Copy out the lines below, starting at the line that contains "of the jagged" and ending at the final line, requests included. Multiply every coordinate in the answers by 0.95 and round each result to a whole number, with halves going up.
# START OF Dataset records
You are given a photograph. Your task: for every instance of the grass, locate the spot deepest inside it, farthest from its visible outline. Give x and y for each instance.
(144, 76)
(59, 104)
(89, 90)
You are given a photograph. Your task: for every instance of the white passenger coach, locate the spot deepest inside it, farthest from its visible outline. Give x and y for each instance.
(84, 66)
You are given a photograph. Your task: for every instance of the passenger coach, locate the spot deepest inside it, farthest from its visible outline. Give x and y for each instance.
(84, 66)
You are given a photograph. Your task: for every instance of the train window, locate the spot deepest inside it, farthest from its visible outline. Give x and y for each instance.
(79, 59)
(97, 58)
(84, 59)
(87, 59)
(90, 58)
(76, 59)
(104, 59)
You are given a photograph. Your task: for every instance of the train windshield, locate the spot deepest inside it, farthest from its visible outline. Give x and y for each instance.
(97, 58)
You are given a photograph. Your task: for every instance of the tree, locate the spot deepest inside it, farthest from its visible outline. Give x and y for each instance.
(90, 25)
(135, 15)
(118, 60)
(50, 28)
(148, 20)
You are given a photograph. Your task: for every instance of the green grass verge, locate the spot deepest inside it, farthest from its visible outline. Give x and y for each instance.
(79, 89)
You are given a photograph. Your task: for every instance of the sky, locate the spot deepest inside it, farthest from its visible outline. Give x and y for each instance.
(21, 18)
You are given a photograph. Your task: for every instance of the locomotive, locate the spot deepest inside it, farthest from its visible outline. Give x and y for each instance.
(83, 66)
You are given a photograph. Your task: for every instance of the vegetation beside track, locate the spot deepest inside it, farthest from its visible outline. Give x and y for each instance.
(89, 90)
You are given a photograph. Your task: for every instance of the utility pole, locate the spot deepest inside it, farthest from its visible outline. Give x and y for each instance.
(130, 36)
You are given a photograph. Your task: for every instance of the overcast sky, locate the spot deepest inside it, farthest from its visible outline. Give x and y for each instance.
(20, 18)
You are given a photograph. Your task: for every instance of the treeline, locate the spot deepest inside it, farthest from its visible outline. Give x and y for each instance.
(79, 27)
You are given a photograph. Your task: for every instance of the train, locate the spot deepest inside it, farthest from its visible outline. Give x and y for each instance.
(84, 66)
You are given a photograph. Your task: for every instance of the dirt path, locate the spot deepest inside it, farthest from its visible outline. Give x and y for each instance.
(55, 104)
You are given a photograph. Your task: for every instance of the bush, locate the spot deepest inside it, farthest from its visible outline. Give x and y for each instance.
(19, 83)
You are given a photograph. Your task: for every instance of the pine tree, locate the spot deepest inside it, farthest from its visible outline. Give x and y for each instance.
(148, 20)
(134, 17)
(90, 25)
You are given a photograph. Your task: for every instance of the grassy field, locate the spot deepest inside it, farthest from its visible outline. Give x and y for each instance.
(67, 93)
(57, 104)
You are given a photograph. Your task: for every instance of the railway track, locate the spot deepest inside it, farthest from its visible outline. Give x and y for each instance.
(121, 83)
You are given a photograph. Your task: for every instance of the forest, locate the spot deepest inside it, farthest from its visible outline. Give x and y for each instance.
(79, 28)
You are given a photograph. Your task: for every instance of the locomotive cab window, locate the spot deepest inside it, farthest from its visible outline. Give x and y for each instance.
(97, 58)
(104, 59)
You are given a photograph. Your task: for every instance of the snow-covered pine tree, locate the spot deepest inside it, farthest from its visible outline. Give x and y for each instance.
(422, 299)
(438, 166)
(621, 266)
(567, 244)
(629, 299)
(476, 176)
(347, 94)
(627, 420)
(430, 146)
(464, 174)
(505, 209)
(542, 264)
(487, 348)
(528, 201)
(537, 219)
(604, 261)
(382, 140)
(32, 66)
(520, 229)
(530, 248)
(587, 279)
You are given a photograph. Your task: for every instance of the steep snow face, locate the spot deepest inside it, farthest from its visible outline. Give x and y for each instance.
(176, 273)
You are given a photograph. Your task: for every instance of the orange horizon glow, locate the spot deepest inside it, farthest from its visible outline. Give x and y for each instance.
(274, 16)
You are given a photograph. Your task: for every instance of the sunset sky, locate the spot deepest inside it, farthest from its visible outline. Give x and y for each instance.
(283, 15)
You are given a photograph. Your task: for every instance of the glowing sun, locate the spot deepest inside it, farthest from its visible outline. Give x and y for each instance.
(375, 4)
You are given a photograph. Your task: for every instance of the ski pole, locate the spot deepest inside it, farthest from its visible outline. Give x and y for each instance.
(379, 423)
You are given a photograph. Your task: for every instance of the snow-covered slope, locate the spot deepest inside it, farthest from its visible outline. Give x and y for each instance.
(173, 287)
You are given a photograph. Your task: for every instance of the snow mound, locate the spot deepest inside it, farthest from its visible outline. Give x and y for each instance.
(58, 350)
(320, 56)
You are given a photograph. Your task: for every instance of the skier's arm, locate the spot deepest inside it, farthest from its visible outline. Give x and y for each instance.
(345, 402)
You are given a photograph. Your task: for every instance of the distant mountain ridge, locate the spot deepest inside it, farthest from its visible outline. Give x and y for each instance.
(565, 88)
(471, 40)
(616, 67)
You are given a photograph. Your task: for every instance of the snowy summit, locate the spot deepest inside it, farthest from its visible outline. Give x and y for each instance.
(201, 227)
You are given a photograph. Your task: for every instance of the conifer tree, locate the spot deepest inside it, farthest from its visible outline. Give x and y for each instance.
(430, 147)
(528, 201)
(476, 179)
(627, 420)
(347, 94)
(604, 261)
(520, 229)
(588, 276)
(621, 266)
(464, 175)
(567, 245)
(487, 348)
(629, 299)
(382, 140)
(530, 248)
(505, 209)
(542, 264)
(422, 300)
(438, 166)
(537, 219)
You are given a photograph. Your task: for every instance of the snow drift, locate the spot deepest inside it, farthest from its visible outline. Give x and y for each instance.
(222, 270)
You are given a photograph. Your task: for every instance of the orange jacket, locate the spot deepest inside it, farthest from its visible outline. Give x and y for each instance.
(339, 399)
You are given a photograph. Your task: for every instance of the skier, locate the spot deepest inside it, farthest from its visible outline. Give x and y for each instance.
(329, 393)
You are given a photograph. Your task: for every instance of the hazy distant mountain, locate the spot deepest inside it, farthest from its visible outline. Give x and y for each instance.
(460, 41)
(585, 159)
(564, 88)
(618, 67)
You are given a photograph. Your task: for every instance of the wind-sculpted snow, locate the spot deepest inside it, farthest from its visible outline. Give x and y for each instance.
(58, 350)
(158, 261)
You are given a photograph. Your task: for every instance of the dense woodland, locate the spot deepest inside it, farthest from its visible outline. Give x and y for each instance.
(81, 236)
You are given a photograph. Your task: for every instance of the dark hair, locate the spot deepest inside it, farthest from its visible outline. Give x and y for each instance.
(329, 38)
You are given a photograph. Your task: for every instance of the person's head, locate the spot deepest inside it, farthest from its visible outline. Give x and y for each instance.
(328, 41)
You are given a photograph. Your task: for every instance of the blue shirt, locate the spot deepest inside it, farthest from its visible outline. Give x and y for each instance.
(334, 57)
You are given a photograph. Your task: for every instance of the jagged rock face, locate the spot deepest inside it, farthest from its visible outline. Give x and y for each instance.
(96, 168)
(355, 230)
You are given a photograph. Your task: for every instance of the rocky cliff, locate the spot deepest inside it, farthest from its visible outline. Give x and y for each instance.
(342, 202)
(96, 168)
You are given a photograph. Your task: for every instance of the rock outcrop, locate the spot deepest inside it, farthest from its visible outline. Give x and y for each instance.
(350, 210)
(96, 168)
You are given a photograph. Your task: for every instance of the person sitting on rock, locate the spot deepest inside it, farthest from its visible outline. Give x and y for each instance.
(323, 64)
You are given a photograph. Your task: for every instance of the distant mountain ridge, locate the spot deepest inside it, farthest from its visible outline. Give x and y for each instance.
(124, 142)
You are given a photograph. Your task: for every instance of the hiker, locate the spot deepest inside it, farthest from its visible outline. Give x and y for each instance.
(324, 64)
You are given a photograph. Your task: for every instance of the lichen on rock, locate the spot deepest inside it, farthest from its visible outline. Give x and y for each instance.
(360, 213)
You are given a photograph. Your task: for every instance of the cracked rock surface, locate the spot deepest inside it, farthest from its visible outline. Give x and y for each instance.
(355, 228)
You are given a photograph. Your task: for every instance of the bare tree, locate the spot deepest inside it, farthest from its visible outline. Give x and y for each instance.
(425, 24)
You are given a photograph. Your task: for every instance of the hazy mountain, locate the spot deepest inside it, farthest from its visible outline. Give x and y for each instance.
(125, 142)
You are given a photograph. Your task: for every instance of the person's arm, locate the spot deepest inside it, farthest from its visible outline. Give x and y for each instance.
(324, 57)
# END OF Dataset records
→ **Full response**:
You are given a photograph. Your task: for every instance of the jagged rock face, locate the spot deepest inside it, farthest from its visible outline. Give x and y for each instance.
(91, 160)
(337, 219)
You are given a photograph. Your task: for every instance of the rocky cliff, locate the spot deepest inside it, farthest from its visible outline. Give x and y for each instance.
(325, 192)
(91, 160)
You are given a photograph. Your task: for every instance of the rock outcrop, locate the spot deepest inside it, farthest from its visible outline. Give x and y for each instance.
(333, 200)
(91, 160)
You are given a photograph. Your task: for every instance of the person sitting on rock, locate the spot deepest inside it, farthest from its visible outline. Give x and y for each instance.
(307, 61)
You are given a photograph. Your task: for every instance of the distant mountain ridge, locate the spot deepest inside it, farthest from its visible outline. Give x and y for each instance.
(118, 135)
You are given a photograph. Your task: for every instance of the hiker, locate the spot deepest inside it, farthest from its visible outline. Give x and y for each instance.
(308, 61)
You are given a photograph. Your task: for every instance of the lichen on rock, locate the spot deepest inside it, farthest from its visible outline. Give x and y for each instance.
(342, 202)
You are given a photograph. Your task: for every instance of the cracked rock surface, locate the spot deepest inside it, farthest from its visible outline. Give x and y for each instance.
(337, 217)
You are given a photograph. Your task: for every instance of the bare tree, locate the spot deepest inside it, farthest from its visible outline. Give x and y for each instance.
(404, 23)
You are given a photograph. Your task: for every instance of the hazy mountain, locate the spot deepest inside it, farthest from its visible outline. Give x and y for each instance.
(119, 135)
You are given a photograph. Your task: for every instance of the person's arm, locate the spot deepest inside it, farthest from its visible outline. Give x and y for each instance.
(308, 54)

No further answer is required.